YOUR INSTRUCTIONS:
Scan the listing below and copy every line holding "chair".

RECORDS:
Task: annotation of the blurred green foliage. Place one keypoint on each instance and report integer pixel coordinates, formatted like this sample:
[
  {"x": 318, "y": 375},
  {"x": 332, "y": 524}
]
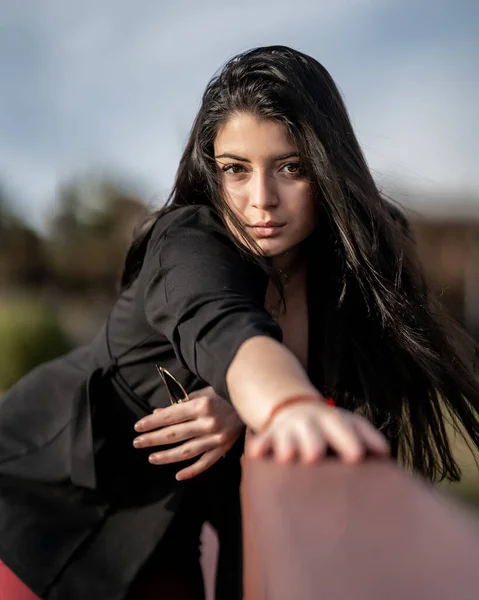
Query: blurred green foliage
[{"x": 30, "y": 334}]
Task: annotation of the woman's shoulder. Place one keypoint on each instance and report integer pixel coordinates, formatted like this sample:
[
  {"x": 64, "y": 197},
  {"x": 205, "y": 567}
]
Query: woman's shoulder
[
  {"x": 197, "y": 217},
  {"x": 193, "y": 225}
]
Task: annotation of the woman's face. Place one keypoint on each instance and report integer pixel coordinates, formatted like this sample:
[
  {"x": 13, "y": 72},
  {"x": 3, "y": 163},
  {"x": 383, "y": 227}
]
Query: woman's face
[{"x": 264, "y": 183}]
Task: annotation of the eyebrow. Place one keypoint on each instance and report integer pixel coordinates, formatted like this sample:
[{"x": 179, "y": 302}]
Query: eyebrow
[{"x": 241, "y": 159}]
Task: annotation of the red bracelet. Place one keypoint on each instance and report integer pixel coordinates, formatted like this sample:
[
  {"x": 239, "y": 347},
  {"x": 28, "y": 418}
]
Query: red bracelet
[{"x": 294, "y": 400}]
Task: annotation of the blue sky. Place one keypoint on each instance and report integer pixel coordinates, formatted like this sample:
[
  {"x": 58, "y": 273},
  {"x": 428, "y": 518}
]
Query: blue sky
[{"x": 113, "y": 85}]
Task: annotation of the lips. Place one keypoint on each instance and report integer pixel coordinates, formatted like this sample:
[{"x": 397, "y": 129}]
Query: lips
[
  {"x": 267, "y": 228},
  {"x": 267, "y": 224}
]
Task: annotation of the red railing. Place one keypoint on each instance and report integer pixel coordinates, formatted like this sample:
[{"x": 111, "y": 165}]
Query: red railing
[{"x": 362, "y": 532}]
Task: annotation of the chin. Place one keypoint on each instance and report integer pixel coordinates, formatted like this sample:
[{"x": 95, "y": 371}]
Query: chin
[{"x": 273, "y": 248}]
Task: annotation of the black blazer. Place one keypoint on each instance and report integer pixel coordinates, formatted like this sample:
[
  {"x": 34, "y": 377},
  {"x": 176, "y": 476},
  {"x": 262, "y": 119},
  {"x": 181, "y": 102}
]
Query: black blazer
[{"x": 81, "y": 510}]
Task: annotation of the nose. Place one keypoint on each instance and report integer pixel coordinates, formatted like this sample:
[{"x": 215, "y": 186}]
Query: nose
[{"x": 263, "y": 191}]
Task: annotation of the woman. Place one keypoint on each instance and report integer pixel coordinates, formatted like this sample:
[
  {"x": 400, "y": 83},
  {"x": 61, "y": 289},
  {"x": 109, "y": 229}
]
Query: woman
[{"x": 274, "y": 232}]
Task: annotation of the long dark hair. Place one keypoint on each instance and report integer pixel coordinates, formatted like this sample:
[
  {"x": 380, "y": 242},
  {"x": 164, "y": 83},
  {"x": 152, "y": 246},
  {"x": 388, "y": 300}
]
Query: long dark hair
[{"x": 384, "y": 346}]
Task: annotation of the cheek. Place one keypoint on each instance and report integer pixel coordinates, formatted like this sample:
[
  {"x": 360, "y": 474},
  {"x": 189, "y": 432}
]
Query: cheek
[
  {"x": 303, "y": 209},
  {"x": 235, "y": 197}
]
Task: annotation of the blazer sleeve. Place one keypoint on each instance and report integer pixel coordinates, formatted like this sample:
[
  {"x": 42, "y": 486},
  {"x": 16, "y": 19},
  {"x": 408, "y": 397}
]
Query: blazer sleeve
[{"x": 204, "y": 296}]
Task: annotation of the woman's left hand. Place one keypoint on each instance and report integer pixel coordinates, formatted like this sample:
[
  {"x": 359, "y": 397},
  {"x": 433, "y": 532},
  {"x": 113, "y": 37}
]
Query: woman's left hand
[{"x": 208, "y": 425}]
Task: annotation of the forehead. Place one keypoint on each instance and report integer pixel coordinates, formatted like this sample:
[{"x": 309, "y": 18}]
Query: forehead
[{"x": 246, "y": 135}]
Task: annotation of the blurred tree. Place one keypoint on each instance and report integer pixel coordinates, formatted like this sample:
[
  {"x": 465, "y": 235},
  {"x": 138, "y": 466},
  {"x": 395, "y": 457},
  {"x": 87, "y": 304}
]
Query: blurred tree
[
  {"x": 22, "y": 258},
  {"x": 90, "y": 234},
  {"x": 30, "y": 334}
]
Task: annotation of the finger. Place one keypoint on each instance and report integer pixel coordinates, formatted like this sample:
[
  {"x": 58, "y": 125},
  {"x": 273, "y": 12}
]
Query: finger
[
  {"x": 207, "y": 391},
  {"x": 259, "y": 445},
  {"x": 171, "y": 415},
  {"x": 184, "y": 452},
  {"x": 342, "y": 436},
  {"x": 372, "y": 438},
  {"x": 172, "y": 434},
  {"x": 285, "y": 446},
  {"x": 312, "y": 445},
  {"x": 202, "y": 464}
]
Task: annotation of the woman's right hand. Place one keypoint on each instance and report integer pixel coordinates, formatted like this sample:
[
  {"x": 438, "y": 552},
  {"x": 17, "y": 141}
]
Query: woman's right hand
[{"x": 306, "y": 430}]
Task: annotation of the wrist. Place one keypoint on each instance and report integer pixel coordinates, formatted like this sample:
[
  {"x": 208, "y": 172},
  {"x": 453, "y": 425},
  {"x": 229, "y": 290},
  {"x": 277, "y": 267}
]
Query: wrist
[{"x": 292, "y": 400}]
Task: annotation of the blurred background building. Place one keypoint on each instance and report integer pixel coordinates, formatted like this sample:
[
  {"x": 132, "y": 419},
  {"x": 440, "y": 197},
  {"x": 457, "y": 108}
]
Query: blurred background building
[{"x": 97, "y": 100}]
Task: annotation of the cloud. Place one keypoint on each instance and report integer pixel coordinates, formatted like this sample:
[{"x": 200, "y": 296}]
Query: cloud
[{"x": 116, "y": 84}]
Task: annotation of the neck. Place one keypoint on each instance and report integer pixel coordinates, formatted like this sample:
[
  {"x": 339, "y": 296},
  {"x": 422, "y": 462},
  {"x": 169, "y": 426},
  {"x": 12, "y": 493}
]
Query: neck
[{"x": 289, "y": 263}]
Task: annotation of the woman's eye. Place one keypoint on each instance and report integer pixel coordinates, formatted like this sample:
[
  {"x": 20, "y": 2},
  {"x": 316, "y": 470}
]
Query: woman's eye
[
  {"x": 293, "y": 169},
  {"x": 233, "y": 168}
]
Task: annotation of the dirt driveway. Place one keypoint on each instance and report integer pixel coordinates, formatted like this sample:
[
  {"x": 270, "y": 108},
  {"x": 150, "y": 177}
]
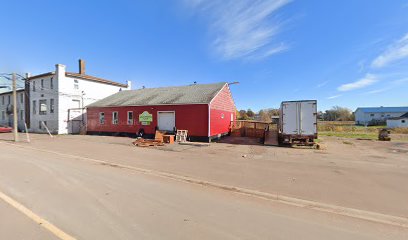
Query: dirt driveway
[{"x": 367, "y": 175}]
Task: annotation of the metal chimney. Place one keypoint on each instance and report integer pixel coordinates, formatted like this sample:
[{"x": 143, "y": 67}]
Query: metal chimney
[{"x": 81, "y": 67}]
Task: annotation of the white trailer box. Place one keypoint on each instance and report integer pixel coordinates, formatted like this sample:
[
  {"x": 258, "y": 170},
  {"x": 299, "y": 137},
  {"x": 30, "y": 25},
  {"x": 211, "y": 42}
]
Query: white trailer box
[{"x": 298, "y": 121}]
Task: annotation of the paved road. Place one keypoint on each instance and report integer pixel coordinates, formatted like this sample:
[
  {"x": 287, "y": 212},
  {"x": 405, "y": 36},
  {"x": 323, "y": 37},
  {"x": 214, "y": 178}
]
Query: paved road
[{"x": 94, "y": 201}]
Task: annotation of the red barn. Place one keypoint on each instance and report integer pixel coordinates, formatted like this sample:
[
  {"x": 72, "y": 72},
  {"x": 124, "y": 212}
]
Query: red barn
[{"x": 205, "y": 110}]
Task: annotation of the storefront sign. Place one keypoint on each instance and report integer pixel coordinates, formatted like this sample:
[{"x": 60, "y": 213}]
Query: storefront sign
[{"x": 145, "y": 118}]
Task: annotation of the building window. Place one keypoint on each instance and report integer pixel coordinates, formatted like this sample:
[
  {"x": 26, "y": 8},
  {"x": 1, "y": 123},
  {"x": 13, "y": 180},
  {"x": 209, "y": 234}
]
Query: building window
[
  {"x": 76, "y": 85},
  {"x": 51, "y": 105},
  {"x": 130, "y": 118},
  {"x": 115, "y": 118},
  {"x": 43, "y": 106},
  {"x": 101, "y": 118},
  {"x": 34, "y": 107}
]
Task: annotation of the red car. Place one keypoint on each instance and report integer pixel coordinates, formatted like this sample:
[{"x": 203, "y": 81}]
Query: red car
[{"x": 4, "y": 129}]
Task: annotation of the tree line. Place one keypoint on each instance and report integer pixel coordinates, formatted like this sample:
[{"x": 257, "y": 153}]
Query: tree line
[{"x": 336, "y": 113}]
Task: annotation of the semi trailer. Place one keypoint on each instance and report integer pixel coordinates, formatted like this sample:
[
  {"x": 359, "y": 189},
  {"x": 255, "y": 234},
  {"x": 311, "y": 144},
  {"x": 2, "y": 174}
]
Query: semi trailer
[{"x": 298, "y": 122}]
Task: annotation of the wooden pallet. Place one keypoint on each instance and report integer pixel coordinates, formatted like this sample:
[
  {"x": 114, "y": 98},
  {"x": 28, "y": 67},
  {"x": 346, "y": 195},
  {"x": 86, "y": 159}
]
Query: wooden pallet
[
  {"x": 147, "y": 143},
  {"x": 181, "y": 135}
]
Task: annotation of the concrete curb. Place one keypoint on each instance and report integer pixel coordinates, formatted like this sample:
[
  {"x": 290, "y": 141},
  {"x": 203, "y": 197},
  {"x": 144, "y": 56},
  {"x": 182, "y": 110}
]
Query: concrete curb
[{"x": 323, "y": 207}]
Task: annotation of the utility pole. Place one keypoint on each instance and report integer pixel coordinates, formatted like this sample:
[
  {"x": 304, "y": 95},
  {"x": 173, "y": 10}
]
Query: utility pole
[{"x": 15, "y": 115}]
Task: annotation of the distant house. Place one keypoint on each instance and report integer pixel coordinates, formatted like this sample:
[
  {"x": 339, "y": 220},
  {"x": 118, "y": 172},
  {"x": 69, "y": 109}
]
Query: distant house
[
  {"x": 375, "y": 115},
  {"x": 396, "y": 122}
]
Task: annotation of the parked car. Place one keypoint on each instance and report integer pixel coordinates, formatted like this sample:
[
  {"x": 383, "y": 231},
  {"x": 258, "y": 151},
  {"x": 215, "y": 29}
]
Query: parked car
[{"x": 4, "y": 129}]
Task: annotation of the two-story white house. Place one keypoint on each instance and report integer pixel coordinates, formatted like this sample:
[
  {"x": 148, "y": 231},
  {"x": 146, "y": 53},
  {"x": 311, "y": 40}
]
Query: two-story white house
[
  {"x": 6, "y": 108},
  {"x": 58, "y": 99},
  {"x": 375, "y": 115}
]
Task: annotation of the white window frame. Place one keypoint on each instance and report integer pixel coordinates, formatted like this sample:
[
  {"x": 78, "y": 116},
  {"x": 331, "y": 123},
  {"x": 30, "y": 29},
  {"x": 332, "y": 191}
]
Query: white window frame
[
  {"x": 130, "y": 121},
  {"x": 76, "y": 84},
  {"x": 34, "y": 107},
  {"x": 52, "y": 105},
  {"x": 40, "y": 103},
  {"x": 158, "y": 119},
  {"x": 100, "y": 118},
  {"x": 115, "y": 121}
]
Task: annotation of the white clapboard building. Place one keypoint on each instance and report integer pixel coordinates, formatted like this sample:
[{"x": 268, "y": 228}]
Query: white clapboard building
[
  {"x": 6, "y": 108},
  {"x": 58, "y": 99},
  {"x": 377, "y": 115}
]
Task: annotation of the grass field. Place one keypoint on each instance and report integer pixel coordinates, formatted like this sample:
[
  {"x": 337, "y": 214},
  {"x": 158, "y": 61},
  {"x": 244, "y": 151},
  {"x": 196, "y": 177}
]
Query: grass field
[{"x": 347, "y": 129}]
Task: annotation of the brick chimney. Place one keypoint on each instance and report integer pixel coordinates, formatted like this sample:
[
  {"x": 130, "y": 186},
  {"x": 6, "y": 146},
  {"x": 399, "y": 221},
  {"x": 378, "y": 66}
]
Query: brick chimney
[{"x": 81, "y": 67}]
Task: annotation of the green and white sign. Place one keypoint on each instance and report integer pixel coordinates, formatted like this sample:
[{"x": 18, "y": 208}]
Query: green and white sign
[{"x": 145, "y": 118}]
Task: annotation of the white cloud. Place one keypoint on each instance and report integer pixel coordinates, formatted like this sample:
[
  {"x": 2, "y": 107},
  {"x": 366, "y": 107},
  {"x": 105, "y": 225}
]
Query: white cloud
[
  {"x": 335, "y": 96},
  {"x": 322, "y": 84},
  {"x": 368, "y": 80},
  {"x": 395, "y": 52},
  {"x": 243, "y": 28}
]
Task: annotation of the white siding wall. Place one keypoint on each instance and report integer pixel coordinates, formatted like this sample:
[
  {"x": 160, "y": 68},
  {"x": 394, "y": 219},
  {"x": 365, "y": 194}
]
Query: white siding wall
[
  {"x": 8, "y": 118},
  {"x": 393, "y": 123},
  {"x": 93, "y": 91},
  {"x": 66, "y": 96}
]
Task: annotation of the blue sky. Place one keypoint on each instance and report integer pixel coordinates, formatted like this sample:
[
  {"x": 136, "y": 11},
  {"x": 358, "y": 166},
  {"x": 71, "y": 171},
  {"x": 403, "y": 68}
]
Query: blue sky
[{"x": 347, "y": 53}]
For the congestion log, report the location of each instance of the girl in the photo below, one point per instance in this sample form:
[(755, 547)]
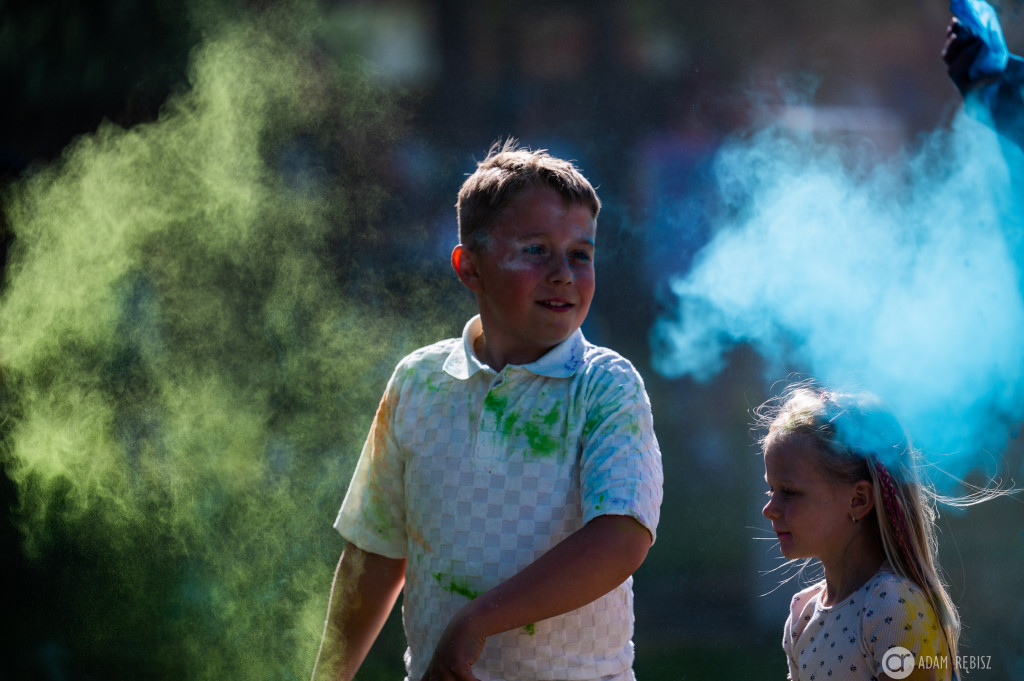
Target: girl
[(843, 488)]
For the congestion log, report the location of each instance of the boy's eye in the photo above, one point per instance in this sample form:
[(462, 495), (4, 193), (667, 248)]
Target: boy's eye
[(783, 491)]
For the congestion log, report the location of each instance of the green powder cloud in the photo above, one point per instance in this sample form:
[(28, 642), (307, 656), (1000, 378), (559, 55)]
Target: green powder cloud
[(193, 340)]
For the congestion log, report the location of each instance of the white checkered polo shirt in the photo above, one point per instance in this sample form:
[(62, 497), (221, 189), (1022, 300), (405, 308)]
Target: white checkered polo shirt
[(472, 474)]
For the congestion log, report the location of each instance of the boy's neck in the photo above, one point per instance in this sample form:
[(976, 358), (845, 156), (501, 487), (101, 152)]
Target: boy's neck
[(498, 359)]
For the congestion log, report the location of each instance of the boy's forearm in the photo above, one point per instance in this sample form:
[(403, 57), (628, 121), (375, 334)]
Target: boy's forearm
[(366, 587), (583, 567)]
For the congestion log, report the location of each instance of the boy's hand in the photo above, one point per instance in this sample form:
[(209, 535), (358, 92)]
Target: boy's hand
[(459, 647), (582, 567), (960, 51)]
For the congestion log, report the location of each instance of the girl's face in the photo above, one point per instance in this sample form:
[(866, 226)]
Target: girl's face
[(809, 512)]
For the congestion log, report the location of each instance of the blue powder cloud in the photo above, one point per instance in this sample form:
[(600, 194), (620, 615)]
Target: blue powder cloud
[(901, 278)]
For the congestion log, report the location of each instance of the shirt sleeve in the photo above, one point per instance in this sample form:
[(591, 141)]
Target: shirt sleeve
[(373, 514), (899, 614), (621, 463)]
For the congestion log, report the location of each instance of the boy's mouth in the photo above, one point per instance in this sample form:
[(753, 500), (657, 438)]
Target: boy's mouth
[(557, 305)]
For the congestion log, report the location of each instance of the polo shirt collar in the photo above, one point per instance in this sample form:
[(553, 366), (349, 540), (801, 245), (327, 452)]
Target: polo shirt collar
[(560, 362)]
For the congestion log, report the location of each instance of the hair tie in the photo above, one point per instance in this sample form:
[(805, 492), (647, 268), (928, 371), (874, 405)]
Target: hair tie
[(893, 507)]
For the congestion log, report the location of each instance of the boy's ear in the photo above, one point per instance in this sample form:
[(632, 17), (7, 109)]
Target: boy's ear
[(465, 267), (862, 500)]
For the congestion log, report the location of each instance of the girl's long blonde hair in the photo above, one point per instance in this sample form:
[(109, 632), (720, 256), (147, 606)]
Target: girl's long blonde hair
[(860, 439)]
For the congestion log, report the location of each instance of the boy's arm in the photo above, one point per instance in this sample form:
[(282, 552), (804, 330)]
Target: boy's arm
[(366, 587), (583, 567)]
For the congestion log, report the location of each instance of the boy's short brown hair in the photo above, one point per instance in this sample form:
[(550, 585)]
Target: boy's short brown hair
[(505, 173)]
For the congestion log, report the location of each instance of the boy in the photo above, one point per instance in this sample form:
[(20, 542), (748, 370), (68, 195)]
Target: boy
[(511, 481)]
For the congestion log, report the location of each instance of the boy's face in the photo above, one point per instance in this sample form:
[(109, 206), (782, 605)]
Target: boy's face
[(534, 278)]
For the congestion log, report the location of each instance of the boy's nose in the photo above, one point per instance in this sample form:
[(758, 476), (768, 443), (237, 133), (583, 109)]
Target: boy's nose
[(561, 272)]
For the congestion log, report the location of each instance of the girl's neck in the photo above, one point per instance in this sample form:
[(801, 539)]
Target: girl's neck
[(860, 562)]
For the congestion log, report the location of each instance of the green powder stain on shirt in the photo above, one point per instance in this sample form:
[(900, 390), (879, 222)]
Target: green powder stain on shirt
[(454, 587)]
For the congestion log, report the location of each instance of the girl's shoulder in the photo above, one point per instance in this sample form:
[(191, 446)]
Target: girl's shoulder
[(887, 586), (898, 612), (805, 600)]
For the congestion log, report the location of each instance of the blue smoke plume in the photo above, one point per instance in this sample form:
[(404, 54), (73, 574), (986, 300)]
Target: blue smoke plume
[(901, 278)]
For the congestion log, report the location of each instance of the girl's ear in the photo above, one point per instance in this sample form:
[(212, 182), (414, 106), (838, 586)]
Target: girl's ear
[(862, 500), (465, 267)]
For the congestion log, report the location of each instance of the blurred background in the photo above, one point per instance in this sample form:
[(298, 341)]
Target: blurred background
[(202, 547)]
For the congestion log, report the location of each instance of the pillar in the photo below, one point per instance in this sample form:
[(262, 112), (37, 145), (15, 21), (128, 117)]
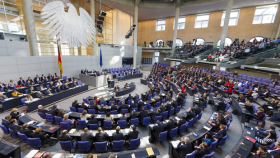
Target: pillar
[(30, 25), (92, 14), (135, 35), (226, 21)]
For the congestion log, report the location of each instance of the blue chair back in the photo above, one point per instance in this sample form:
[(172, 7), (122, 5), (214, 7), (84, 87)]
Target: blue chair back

ANSWER TO THE PROBLEM:
For the congestion log, report the location of each instance of the blue chair back in the photo above, one point per instance in this sample form:
Target: blue chair back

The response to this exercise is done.